Starting with the line that holds "Note to the class: point out every instance of the shadow", copy out each remaining line of the listing below, up to and including the last one, and include nothing else.

[Rows from a dataset]

%%

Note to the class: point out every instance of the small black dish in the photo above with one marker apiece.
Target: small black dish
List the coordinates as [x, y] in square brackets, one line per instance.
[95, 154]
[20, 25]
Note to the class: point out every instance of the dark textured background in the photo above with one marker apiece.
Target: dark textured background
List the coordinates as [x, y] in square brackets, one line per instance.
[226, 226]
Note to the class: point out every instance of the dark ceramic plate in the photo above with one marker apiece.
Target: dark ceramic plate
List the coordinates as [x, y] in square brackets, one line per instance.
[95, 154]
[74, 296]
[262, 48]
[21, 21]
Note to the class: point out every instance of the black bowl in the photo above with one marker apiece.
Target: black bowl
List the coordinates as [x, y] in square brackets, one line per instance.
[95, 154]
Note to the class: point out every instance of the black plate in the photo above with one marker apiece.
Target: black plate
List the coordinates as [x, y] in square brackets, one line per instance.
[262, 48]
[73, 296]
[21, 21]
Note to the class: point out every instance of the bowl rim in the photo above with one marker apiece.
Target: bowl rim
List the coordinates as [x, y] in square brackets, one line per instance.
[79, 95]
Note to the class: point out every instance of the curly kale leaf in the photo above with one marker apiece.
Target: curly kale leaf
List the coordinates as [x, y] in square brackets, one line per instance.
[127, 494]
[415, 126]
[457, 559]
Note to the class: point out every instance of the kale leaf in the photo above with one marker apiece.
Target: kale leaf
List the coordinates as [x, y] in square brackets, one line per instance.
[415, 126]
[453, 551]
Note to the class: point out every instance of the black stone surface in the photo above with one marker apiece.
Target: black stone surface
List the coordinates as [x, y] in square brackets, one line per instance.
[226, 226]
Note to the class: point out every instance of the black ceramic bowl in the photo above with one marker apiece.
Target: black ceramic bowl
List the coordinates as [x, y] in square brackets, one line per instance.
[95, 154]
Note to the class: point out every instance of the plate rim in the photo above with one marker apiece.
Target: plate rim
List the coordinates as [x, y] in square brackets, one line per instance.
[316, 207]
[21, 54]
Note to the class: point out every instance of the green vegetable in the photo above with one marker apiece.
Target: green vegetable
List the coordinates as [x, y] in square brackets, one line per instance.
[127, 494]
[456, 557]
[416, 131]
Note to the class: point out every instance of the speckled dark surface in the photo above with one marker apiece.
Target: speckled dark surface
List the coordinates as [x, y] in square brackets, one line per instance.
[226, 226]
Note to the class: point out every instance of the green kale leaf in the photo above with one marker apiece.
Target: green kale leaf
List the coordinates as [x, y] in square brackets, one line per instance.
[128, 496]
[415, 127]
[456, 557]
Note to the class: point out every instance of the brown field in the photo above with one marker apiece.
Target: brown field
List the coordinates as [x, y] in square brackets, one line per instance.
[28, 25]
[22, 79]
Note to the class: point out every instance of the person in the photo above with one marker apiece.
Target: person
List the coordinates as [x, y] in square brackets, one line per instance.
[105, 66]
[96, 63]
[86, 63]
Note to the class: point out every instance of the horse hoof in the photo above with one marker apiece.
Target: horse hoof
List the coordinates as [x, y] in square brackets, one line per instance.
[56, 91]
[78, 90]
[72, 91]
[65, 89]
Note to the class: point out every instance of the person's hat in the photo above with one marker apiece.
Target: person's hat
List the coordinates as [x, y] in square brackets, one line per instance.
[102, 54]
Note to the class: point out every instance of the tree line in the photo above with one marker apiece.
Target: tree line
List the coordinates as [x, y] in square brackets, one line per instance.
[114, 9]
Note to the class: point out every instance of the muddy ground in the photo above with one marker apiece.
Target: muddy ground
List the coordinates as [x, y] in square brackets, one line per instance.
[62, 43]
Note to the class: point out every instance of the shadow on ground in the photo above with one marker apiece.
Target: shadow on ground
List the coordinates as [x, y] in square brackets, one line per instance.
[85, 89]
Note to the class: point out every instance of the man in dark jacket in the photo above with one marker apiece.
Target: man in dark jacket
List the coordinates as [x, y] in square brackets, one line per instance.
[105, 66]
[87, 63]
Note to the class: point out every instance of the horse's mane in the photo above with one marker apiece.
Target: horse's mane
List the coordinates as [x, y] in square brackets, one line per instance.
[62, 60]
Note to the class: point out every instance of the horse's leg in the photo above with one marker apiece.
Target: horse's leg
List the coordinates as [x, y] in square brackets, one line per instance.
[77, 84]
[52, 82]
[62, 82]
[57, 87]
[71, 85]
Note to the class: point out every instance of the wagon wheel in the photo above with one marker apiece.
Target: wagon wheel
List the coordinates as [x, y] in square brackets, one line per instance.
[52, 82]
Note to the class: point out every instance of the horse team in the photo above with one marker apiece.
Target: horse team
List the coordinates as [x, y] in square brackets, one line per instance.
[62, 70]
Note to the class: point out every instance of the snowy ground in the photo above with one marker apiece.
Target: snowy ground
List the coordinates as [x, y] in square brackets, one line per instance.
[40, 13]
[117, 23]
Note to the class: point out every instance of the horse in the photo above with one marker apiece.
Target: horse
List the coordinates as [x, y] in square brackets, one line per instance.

%%

● Solution:
Note to the class: point out every instance of the shadow on ground in the photo above with one marker apiece.
Target: shadow on ground
List the coordinates as [x, y] in square brackets, one line per instance.
[85, 89]
Note to the class: point out every instance of the man in dark jacket in the photo above with one marker apiece.
Target: man in dark jacket
List the coordinates as [x, y] in square brackets, one line per instance.
[105, 66]
[87, 63]
Note to the class: point out every instance of the horse's mane in the photo above with one marker apiece.
Target: horse's mane
List the coordinates as [x, y] in square brackets, one line per instance.
[62, 60]
Note to the class: point out every instance of the horse's leg in the photo above with one marker apiece.
Target: horse's leg
List the coordinates as [x, y] in square brackets, one line per instance.
[77, 84]
[52, 82]
[62, 82]
[57, 87]
[71, 85]
Note to the class: point out every instance of the wagon wheel in the photo above with one marker apiece.
Target: wagon wheel
List the coordinates as [x, y] in square brackets, one line per instance.
[52, 82]
Note to the class: point out every instance of the horse team in the photo above with one marker apiece.
Target: horse team
List the coordinates as [x, y] in square brackets, one line per instance.
[62, 70]
Note to the class: point out every instance of the snowy ground in the photo above with one marker apiece.
Target: snowy ground
List the coordinates as [x, y] in square brackets, one line per instance.
[40, 13]
[117, 23]
Note to the class: point out every instance of the horse in the photo above with one marker apiece.
Target: horse
List the coordinates as [x, y] in square brackets, one line per instance.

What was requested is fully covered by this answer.